(Supplied passage):

—————

# FR: it depends on (the) circumstances



## moustic

I know that "dépendre" takes the preposition "de" but, without really thinking about it, I translated "it depends on circumstances" by "ça dépend *les* circonstances".
Am I right or wrong?

Edit: Sorry, just a moment of doubt. I know you can say this. Just as you say: ça dépend _les_ jours, ça dépend _les_ personnes, etc...
Does anyone have an explanation why ...?


----------



## Kekepop

I'm not sure I see what you mean. Dépendre always takes de, for me... It depends on the circumstances is : ça dépend *des *circonstances.  

Even with ça dépend les jours et ça dépend les personnes, I'm not sure what you're trying to say.. I would say "des" for both of them - unless there is a comma  ça dépend, les jours....; ça dépend, les personnes... And in that case, it's starting an explanation, just like in English  it depends, the people who.... 

but if you're saying depends ON then I would say always put the de.


----------



## moustic

I often hear "ça dépend les jours" and use it myself.
Maybe it's just an informal / sloppy way of speaking. 
Let's wait for a francophone to comment.


----------



## theshell

Hi,
I'm French and you can't say " ça dépend les jours ", that's not correct.
Ca dépend des jours, ça dépend des personnes, ça dépend du temps...
You might have heard " ça dépend les jours " but that's a mistake  !

Voilà!


----------



## Kekepop

Voilà ! Merci, theshell ! 

J'aimerais quand-même savoir ce que ça pourrait bien vouloir dire ce "ça dépend les jours." Moustic, vous pourriez m'en donner la signification, telle que vous la connaissez ?


----------



## theshell

"ça dépend les jours" means "ça dépend des jours".
 already heard that too. I'm surprised that you heard that a lot! I know some French people don't remember their grammar classes, but still...


----------



## Oddmania

Hi,

To be honest, I've heard this a lot of times : _Ça dépend les gens, ça dépend les fois, ça dépend les jours,..._ But I agree to say it's not proper French. It sounds a bit loose. On the other hand, it _has _actually become an issue when _dépendre de_ is followed by a clause : see this thread.

...Ça dépend la durée de votre séjour  (acceptable, but poor French)
...Ça dépend *de *la durée de votre séjour 

*But still:*

...Ça dépend *de *combien de temps vous resterez là-bas  (this is supposed to be correct, but that sounds extremely awkward/clumsy).
...Ça dépend combien de temps vous resterez là-bas  (I don't know whether this is grammatically correct or not, but this is what everyone would say).

To back this up with a few facts, note that nobody would say _Ça dépend de + de qui tu parles_ (ths first _de _belonging to _dépendre de_, and the second _de _standing for _parler *de *quelqu'un_). Everyone says _Ça dépend de qui tu parles._


----------



## moustic

Thanks for the confirmation, Oddmania. I do hear it rather a lot.
It's sloppy French. 
I'll try not to say it any more.


----------



## Ros_Bif

Incorrect English is unlikely to translate into correct French (just as a rule of thumb ).

It depends on _*the*_ circumstances.

—————

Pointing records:
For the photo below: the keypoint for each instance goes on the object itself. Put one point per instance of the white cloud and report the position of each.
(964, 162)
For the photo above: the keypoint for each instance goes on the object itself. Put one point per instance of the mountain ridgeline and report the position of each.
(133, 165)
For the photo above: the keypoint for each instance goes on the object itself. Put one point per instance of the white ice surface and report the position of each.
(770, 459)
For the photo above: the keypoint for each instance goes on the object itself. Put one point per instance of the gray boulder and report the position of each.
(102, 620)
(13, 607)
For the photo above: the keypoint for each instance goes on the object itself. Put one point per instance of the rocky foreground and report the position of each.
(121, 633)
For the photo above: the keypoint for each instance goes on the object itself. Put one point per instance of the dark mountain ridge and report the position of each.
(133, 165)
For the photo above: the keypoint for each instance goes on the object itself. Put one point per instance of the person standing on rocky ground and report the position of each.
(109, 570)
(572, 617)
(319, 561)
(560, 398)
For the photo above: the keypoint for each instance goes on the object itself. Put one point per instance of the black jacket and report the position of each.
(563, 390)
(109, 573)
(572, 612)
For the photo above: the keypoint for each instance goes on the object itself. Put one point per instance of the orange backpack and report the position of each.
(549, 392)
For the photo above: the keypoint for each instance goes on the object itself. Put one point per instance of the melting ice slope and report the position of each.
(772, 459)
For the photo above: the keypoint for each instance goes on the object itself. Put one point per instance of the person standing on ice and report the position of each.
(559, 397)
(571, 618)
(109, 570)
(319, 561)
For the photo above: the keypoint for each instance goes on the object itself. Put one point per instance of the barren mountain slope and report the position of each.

—————

(Required work):
1: How would the sentence "Let's wait for a francophone to comment." from the forum thread be said in Spanish?
2: Which lines of the records contain the word "person"? Return each of them in full.

(Replies):
1: Esperemos a que un francófono comente.

2:
For the photo above: the keypoint for each instance goes on the object itself. Put one point per instance of the person standing on rocky ground and report the position of each.
For the photo above: the keypoint for each instance goes on the object itself. Put one point per instance of the person standing on ice and report the position of each.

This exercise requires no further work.